>> start
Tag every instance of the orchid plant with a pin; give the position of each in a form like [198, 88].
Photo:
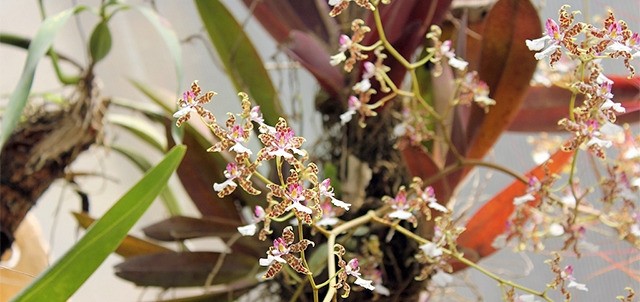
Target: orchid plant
[298, 201]
[414, 95]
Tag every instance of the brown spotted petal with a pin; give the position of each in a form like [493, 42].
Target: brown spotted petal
[296, 264]
[274, 268]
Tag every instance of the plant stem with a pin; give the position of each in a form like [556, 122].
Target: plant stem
[331, 241]
[460, 257]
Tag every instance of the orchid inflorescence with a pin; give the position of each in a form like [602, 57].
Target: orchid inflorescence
[300, 199]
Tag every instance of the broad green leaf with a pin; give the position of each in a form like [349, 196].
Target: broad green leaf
[239, 57]
[131, 246]
[37, 49]
[168, 198]
[141, 129]
[170, 39]
[62, 279]
[100, 42]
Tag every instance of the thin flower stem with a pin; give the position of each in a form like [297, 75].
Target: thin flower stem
[304, 262]
[386, 43]
[572, 187]
[370, 47]
[331, 241]
[422, 61]
[459, 257]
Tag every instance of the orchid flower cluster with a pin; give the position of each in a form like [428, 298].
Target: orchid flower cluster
[470, 88]
[539, 213]
[300, 195]
[593, 120]
[302, 202]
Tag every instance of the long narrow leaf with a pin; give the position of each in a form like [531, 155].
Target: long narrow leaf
[240, 58]
[168, 198]
[131, 246]
[61, 280]
[37, 49]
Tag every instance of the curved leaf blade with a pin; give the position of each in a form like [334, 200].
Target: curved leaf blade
[168, 198]
[131, 246]
[240, 58]
[100, 41]
[62, 279]
[37, 49]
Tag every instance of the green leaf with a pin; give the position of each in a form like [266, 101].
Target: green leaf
[100, 42]
[239, 57]
[37, 49]
[131, 246]
[168, 198]
[62, 279]
[170, 39]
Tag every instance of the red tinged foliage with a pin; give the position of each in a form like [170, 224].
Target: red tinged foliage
[491, 219]
[506, 65]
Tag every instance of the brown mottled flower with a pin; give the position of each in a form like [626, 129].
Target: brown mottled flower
[340, 5]
[282, 252]
[192, 101]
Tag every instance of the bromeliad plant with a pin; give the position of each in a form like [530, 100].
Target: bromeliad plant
[407, 118]
[420, 223]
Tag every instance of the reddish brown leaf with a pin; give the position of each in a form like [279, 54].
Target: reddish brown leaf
[506, 65]
[131, 246]
[183, 269]
[181, 228]
[545, 106]
[491, 219]
[420, 164]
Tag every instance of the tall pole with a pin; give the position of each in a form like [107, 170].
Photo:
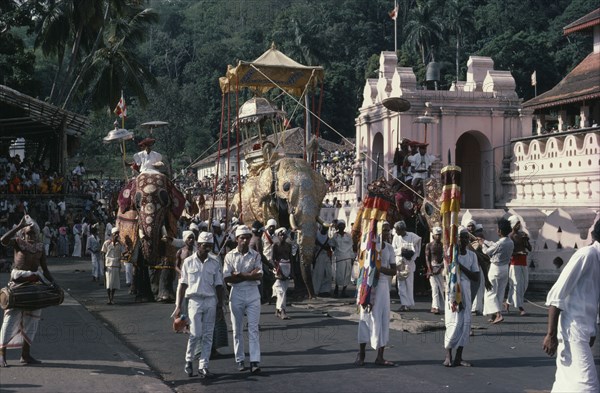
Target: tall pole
[396, 28]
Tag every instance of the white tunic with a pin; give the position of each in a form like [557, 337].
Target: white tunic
[374, 326]
[577, 294]
[458, 323]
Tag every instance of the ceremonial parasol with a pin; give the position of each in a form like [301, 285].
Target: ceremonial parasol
[396, 104]
[119, 135]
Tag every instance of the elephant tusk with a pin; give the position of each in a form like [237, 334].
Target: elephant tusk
[293, 222]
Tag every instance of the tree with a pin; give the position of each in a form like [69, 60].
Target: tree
[102, 37]
[424, 28]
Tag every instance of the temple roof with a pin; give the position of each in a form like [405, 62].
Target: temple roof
[583, 23]
[582, 83]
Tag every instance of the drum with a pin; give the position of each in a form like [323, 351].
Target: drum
[30, 296]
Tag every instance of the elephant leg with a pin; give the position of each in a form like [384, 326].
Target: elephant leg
[306, 271]
[155, 280]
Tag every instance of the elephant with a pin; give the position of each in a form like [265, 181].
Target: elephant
[290, 191]
[149, 207]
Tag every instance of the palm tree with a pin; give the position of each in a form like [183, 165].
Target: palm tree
[424, 28]
[114, 65]
[459, 16]
[82, 25]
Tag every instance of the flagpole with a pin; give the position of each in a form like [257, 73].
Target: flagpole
[122, 141]
[396, 28]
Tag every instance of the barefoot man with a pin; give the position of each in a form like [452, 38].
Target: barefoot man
[458, 322]
[20, 325]
[374, 321]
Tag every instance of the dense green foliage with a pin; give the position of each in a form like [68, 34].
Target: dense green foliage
[167, 55]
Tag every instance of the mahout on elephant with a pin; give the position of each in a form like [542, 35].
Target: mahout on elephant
[418, 210]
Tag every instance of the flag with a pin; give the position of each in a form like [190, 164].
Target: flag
[394, 13]
[121, 109]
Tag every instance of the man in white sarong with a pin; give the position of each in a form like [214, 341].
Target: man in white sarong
[322, 274]
[374, 323]
[458, 322]
[147, 160]
[518, 272]
[112, 250]
[573, 308]
[407, 247]
[20, 325]
[499, 253]
[341, 243]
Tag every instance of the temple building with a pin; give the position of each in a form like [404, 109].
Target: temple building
[538, 159]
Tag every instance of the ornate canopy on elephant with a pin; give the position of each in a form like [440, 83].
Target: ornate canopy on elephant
[269, 70]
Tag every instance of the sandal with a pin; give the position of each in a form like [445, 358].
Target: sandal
[358, 362]
[385, 363]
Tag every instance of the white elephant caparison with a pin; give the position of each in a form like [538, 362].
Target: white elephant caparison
[294, 182]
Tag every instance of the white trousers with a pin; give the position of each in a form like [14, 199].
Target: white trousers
[498, 276]
[437, 291]
[343, 270]
[478, 301]
[97, 266]
[202, 313]
[575, 368]
[322, 274]
[280, 290]
[406, 287]
[245, 300]
[128, 272]
[518, 279]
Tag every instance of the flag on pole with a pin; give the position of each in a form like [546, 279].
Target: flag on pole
[394, 13]
[449, 210]
[121, 109]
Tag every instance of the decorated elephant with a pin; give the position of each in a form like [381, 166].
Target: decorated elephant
[290, 191]
[149, 207]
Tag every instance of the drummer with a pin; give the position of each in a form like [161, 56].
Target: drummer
[20, 325]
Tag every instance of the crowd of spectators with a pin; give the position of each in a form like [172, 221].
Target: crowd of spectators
[336, 169]
[189, 184]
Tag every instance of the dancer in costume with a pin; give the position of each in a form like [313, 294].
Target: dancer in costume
[19, 325]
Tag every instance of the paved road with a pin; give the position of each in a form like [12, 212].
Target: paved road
[312, 352]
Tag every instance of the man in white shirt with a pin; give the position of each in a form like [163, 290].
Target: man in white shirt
[407, 247]
[573, 308]
[500, 253]
[202, 284]
[458, 321]
[243, 271]
[420, 164]
[147, 161]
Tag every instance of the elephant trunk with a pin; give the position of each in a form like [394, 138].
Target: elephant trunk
[307, 245]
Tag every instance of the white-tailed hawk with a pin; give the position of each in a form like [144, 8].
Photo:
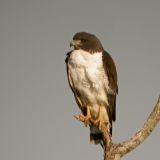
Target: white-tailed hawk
[92, 77]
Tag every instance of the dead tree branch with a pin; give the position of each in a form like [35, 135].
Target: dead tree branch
[115, 151]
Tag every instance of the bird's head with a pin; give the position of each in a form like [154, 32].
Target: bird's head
[87, 42]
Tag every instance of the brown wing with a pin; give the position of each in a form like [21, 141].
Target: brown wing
[76, 93]
[110, 70]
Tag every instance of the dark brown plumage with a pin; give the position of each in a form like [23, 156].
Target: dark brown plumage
[85, 45]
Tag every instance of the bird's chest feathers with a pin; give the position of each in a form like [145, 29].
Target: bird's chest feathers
[86, 69]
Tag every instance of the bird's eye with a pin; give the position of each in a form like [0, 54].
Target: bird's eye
[83, 40]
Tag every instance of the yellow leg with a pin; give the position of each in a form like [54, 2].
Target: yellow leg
[99, 121]
[86, 119]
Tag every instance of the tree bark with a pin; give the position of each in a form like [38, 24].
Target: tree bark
[113, 151]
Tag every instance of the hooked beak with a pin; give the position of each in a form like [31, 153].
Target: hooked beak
[75, 43]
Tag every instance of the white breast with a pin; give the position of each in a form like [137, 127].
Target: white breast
[87, 75]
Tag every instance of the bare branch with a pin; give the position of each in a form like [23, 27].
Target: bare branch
[114, 151]
[143, 133]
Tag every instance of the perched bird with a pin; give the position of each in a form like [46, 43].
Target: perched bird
[92, 77]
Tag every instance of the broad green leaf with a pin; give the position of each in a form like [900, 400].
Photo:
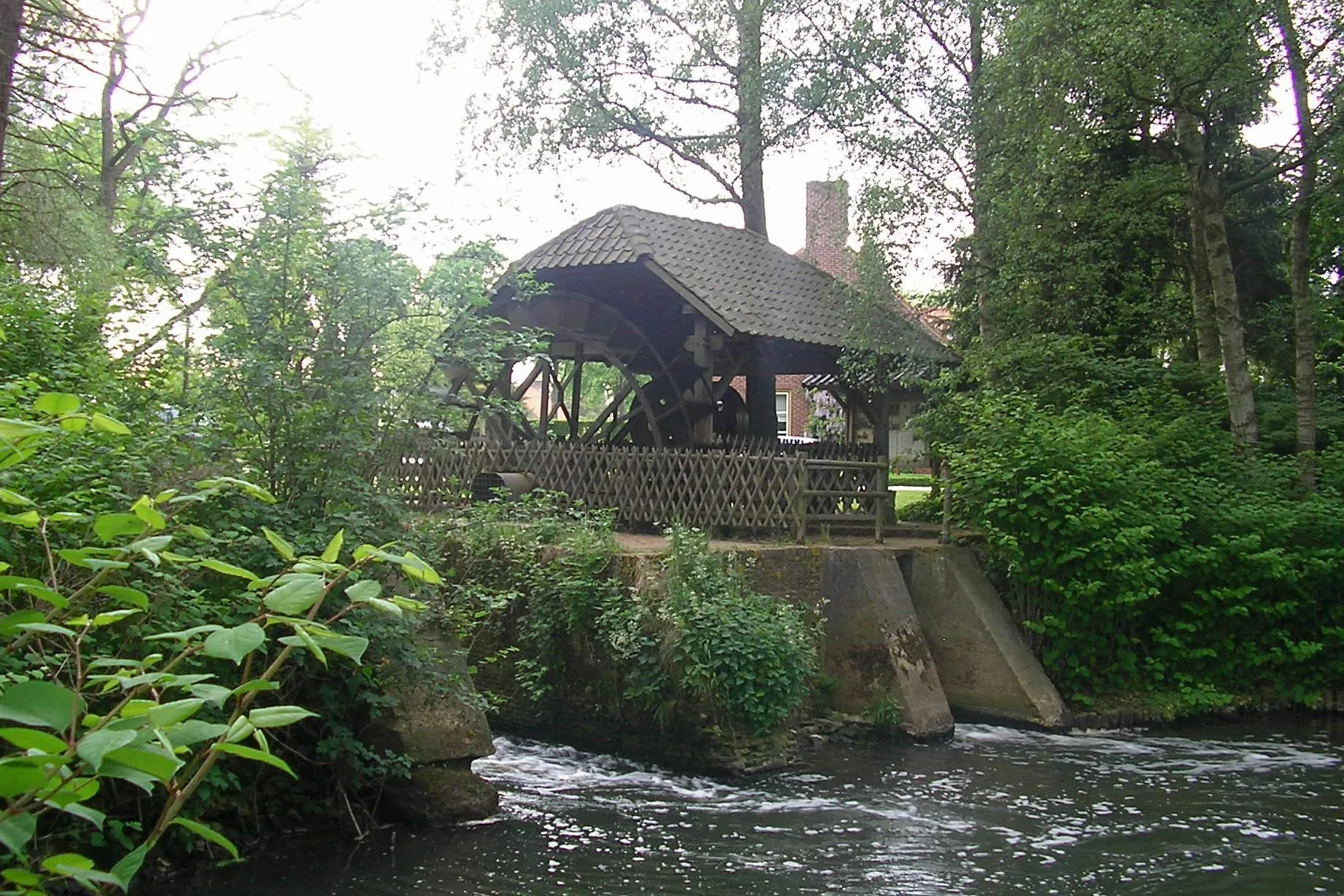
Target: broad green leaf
[296, 595]
[138, 708]
[144, 508]
[111, 525]
[57, 404]
[208, 833]
[106, 565]
[95, 746]
[332, 551]
[121, 594]
[111, 617]
[278, 716]
[106, 425]
[17, 830]
[113, 663]
[30, 739]
[14, 499]
[17, 775]
[113, 769]
[130, 865]
[46, 628]
[81, 870]
[364, 590]
[281, 546]
[214, 695]
[386, 606]
[417, 568]
[20, 876]
[237, 642]
[257, 755]
[192, 732]
[152, 543]
[66, 861]
[229, 568]
[186, 634]
[227, 482]
[65, 516]
[303, 640]
[151, 759]
[28, 520]
[35, 589]
[171, 714]
[257, 684]
[41, 703]
[79, 810]
[241, 730]
[74, 790]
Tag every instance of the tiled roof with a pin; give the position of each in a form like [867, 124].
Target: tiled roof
[744, 278]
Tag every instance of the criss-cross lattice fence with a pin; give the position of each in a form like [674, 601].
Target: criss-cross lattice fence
[736, 485]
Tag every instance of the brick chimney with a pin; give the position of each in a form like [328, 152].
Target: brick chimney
[828, 230]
>> end
**DESCRIPTION OF THE TASK**
Locate the line that contains "Tag every instance of the tiled", then please quote it and every line after it to the end of the entries above, exactly and with nothing else.

**EXERCISE ANSWER**
Tag every instance of the tiled roof with a pin; give the position of each in a form like [867, 124].
Target: tiled roof
[744, 278]
Tag every instance of the criss-cross lattice fence with a pin; give the position of each in a form like [674, 601].
Target: criss-cross lattice fence
[736, 485]
Tag every instance of the brick chimney with a pin; give the position of each in a form like [328, 152].
Target: brick chimney
[828, 230]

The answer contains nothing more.